#### GIVEN PASSAGE:
Was that massive pink automobile you traveled in a real one or a fake for the movie?

AB – Yes I saw it on set and was told it was for me. Was so excited it was mine, a crazy moment.

Off screen, you have rather an outstanding fashion sense. Who or what has influenced you to dress so awesome all the time?

AB – Comfort (laughs), as a bit of a tomboy but not a complete tomboy I guess. When I was younger hanging around brothers and friends creating my own style, it was formed to be a little like my brother being a jeans and t-shirt kind of girl. On top of that, I love dressing up for events, but comfort is key. Also if there is something from last season I absolutely love, I am going to go for it instead of everything brand new. It’s more my own personal flavour of what I like as long I’m comfortable. If I am at home, it’s tracksuit pants and a jumper.

There was a few year gap between the end of the television series to the film announcement. Did you think there would be a revival?

#### REQUIRED ACTIONS:
#1 Answer these questions from the interview:
(a) Where did AB first see the pink automobile?
(b) What does AB wear when at home?
(c) What gap does the interviewer mention between the television series and the film?
#2 Duplicate everything in the interview from "AB – Comfort" down to "be a revival?".

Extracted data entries
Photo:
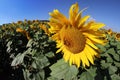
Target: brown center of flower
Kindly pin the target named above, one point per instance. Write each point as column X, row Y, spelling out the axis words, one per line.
column 73, row 39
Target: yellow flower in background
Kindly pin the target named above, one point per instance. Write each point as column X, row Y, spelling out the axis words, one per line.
column 117, row 36
column 43, row 27
column 75, row 37
column 24, row 32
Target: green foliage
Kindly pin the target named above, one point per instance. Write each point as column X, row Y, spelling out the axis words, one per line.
column 34, row 58
column 62, row 70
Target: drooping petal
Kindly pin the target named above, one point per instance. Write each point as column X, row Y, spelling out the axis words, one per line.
column 73, row 13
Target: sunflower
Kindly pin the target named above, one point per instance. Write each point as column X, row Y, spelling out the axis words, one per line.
column 76, row 37
column 117, row 36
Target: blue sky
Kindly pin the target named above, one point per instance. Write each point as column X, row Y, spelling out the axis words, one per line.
column 106, row 11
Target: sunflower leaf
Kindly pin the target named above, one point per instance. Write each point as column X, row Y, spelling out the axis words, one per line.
column 89, row 74
column 62, row 70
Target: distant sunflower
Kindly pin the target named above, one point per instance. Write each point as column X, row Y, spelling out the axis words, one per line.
column 75, row 37
column 117, row 36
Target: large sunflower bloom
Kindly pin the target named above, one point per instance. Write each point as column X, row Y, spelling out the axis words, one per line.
column 75, row 37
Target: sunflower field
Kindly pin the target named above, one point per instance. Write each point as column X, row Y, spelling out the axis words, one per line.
column 59, row 49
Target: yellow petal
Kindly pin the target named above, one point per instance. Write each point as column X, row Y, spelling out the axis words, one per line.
column 83, row 20
column 96, row 26
column 84, row 59
column 91, row 44
column 89, row 56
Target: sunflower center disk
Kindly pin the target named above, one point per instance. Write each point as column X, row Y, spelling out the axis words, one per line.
column 73, row 39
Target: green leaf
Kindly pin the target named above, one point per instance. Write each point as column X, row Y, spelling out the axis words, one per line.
column 115, row 77
column 18, row 59
column 118, row 45
column 26, row 74
column 117, row 64
column 112, row 69
column 111, row 51
column 41, row 61
column 89, row 74
column 40, row 75
column 50, row 54
column 62, row 70
column 104, row 64
column 102, row 48
column 52, row 78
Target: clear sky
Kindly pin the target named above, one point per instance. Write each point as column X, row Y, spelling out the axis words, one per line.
column 106, row 11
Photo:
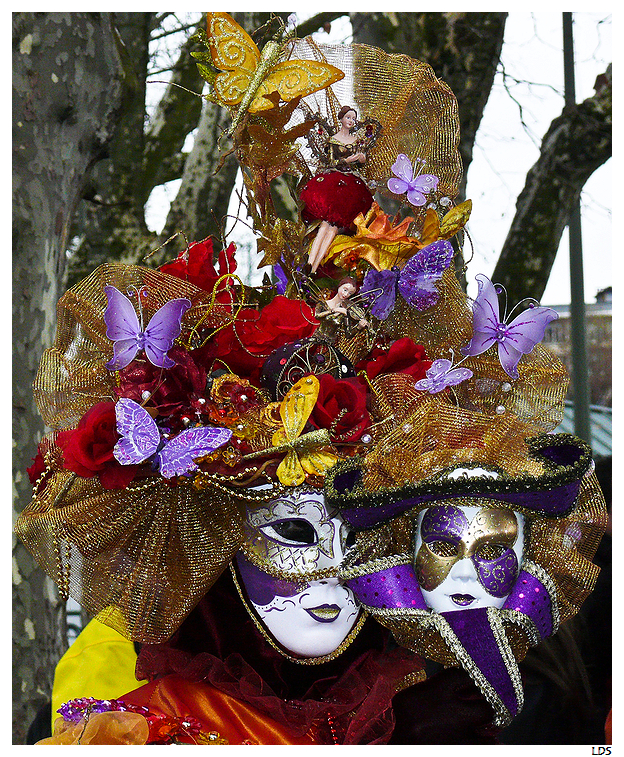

#### EXPECTED OUTPUTS:
#1
(a) On set.
(b) Tracksuit pants and a jumper.
(c) A gap of a few years between the end of the television series and the film announcement.

#2
AB – Comfort (laughs), as a bit of a tomboy but not a complete tomboy I guess. When I was younger hanging around brothers and friends creating my own style, it was formed to be a little like my brother being a jeans and t-shirt kind of girl. On top of that, I love dressing up for events, but comfort is key. Also if there is something from last season I absolutely love, I am going to go for it instead of everything brand new. It’s more my own personal flavour of what I like as long I’m comfortable. If I am at home, it’s tracksuit pants and a jumper.

There was a few year gap between the end of the television series to the film announcement. Did you think there would be a revival?